Engagement Gouvernance

Un éléphant dans le couloir

Tribune Fonda N°221 - Quels horizons collectifs pour demain ? - Avril 2014
Pierre Hurstel
Pierre Hurstel
Dans l’entreprise, les rapports entre l’individu et le collectif ont complètement changé. Et pourtant, on continue à gérer les firmes, les organisations, comme si de rien n’était. En rabâchant les mêmes formules. Les mêmes antiennes. Sans tenir compte de ces changements qui bousculent profondément la relation entre chacun d’entre nous et le collectif. Je voudrais ici en évoquer trois qui me semblent essentiels.

Premier changement fondamental, la confiance dans le discours managérial est remise en cause. Ce discours, chacun le connaît par cœur. Aujourd’hui, impossible de participer à un grand séminaire d’entreprise sans que le leader ne délivre ce message à deux faces.
D’abord, il nous dit : « Vous avez de la chance d’être encore là ! » C’est la bonne nouvelle. Mais ensuite il s’empresse d’ajouter : « Nous allons faire plus avec moins ! » Qui n’a pas, au cours des dernières années, entendu au moins une fois le refrain du « plus avec moins » ? Qui n’a pas reçu le message et compris qu’aujourd’hui la question est effectivement légitime car le marché nous y contraint ? En revanche, les dirigeants sont en général beaucoup moins diserts sur le « comment » on va faire et finalement chacun ignore quelle est sa marge de manœuvre individuelle dans cette transformation collective.

Données extraites »
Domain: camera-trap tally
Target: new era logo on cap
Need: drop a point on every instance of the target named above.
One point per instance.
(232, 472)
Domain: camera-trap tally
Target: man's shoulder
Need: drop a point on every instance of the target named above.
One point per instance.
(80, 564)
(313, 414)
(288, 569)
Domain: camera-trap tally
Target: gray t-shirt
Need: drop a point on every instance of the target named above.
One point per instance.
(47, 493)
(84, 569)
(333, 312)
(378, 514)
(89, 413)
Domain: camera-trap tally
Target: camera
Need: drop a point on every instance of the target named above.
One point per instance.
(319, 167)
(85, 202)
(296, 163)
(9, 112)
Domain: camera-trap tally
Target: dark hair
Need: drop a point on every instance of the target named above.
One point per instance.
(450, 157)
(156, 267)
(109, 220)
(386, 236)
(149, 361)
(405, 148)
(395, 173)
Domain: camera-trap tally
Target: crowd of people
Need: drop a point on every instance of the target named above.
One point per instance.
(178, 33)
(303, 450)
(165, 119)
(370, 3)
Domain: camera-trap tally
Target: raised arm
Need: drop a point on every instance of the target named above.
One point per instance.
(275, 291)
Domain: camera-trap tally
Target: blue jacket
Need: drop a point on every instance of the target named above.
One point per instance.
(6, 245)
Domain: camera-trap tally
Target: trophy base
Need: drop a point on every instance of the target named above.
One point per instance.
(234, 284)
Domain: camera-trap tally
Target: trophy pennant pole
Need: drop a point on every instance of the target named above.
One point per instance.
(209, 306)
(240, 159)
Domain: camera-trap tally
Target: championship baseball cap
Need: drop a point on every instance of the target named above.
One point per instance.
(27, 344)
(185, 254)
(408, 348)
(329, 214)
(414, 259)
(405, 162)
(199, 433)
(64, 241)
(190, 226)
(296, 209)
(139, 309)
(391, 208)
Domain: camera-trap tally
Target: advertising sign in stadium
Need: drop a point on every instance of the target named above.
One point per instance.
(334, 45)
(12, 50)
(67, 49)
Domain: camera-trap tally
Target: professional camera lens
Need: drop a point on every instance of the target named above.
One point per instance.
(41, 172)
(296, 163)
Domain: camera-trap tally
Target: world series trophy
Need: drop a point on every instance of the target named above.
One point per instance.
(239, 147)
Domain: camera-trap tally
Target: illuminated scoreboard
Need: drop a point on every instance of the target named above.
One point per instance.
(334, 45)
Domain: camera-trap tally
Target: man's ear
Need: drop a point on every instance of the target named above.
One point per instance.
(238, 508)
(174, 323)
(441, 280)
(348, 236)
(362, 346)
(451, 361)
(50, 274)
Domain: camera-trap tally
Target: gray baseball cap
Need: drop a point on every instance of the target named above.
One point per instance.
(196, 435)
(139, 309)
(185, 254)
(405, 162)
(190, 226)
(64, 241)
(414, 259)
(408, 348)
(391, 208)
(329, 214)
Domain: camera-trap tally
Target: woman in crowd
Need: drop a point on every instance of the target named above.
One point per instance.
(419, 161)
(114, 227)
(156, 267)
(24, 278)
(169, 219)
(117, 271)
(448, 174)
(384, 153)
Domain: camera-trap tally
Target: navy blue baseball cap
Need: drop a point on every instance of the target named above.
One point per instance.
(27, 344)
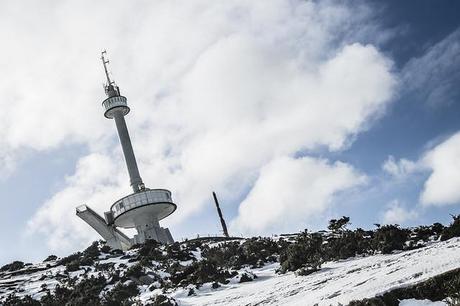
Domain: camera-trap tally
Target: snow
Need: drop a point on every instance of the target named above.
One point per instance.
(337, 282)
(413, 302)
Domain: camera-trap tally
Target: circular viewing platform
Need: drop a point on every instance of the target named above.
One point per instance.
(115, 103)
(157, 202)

==

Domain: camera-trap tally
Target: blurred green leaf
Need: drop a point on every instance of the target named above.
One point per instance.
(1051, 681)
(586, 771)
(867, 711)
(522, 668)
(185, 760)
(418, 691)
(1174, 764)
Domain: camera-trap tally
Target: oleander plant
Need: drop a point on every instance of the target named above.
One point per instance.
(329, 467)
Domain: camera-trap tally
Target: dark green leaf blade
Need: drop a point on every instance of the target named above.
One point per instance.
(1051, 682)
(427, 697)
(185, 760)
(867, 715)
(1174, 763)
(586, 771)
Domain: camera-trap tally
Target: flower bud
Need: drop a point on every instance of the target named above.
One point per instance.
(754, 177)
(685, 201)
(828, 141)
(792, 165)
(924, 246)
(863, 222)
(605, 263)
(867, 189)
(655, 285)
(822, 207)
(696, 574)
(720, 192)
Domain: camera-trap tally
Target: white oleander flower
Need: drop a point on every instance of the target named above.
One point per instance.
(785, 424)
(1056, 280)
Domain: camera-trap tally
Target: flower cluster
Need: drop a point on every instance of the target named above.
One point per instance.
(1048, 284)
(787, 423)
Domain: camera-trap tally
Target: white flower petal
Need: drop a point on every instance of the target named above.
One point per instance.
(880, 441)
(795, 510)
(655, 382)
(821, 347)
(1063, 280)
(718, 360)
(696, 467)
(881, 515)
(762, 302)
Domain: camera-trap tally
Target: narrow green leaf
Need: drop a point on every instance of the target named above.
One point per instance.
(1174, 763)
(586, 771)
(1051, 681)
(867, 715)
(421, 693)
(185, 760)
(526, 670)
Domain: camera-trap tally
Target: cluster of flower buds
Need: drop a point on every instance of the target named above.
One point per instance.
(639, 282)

Exercice »
Poursuivez la tribune sur les rapports entre l'individu et le collectif dans l'entreprise, à partir de la fin de son dernier paragraphe. Ce matériau n'est pas nécessaire ici.

Résultat »
Rien n’illustre mieux cette dérive qu’une BD qui tourne depuis quelques mois sur le Net. Dans la première bulle, on y voit trois salariés qui portent péniblement un gros caillou au-dessus de leurs têtes. Un cadre en costard cravate arrive et met hors-jeu l’un des membres du trio : « un de moins ! » avant de revenir dans la bulle suivante pour éliminer un deuxième porteur. Reste le troisième homme dont les bras commencent à trembler et qui prend bientôt le caillou sur la tête avant d’être crucifié par le manager : « Tu es vraiment un incompétent ! ». Chacun d’entre nous, s’il travaille depuis au moins dix ans, a été le témoin voire le protagoniste d’une saynète de ce genre. D’où le malaise actuel des salariés et la défiance qui s’est installée vis-à-vis d’un discours managérial qui est très clair sur les exigences collectives imposées par la compétition internationale, mais laisse isolé l’individu qui se sent abandonné par le collectif.


En quelques années, ses attentes ont aussi profondément évolué. C’est le deuxième changement fondamental. Hier, on était notaire à Clermont-Ferrand ou ailleurs. Aujourd’hui, on est toujours notaire à Clermont-Ferrand mais on est aussi membre actif de LinkedIn, on participe à une ou deux associations, on tweete à longueur de journée, on joue les geeks le soir venu... Pour donner à voir cette évolution, le sociologue Michel Maffesoli aime utiliser l’image de « la société plusieurs ». Comme si nos comportements, nos aspirations, nos désirs composaient désormais une sorte de mosaïque.


Les attentes ont évolué aussi parce que nous avons changé d’horizon. Hier, le futur était plein de promesses. Aujourd’hui, face aux incertitudes de l’avenir, c’est le présent qui est devenu essentiel, ce qui ne manque pas de rejaillir sur la nature de notre relation à l’entreprise. Lorsqu’on était persuadé que demain serait meilleur qu’aujourd’hui, il était plus facile de s’accommoder d’un quotidien sans grâce. Désormais, tout salarié aspire à obtenir des satisfactions ici et maintenant d’autant qu’il ne veut pas seulement un travail, mais veut aussi s’épanouir grâce à lui. Autant d’évolutions qui contribuent à alimenter et à accélérer la remise en cause du discours managérial.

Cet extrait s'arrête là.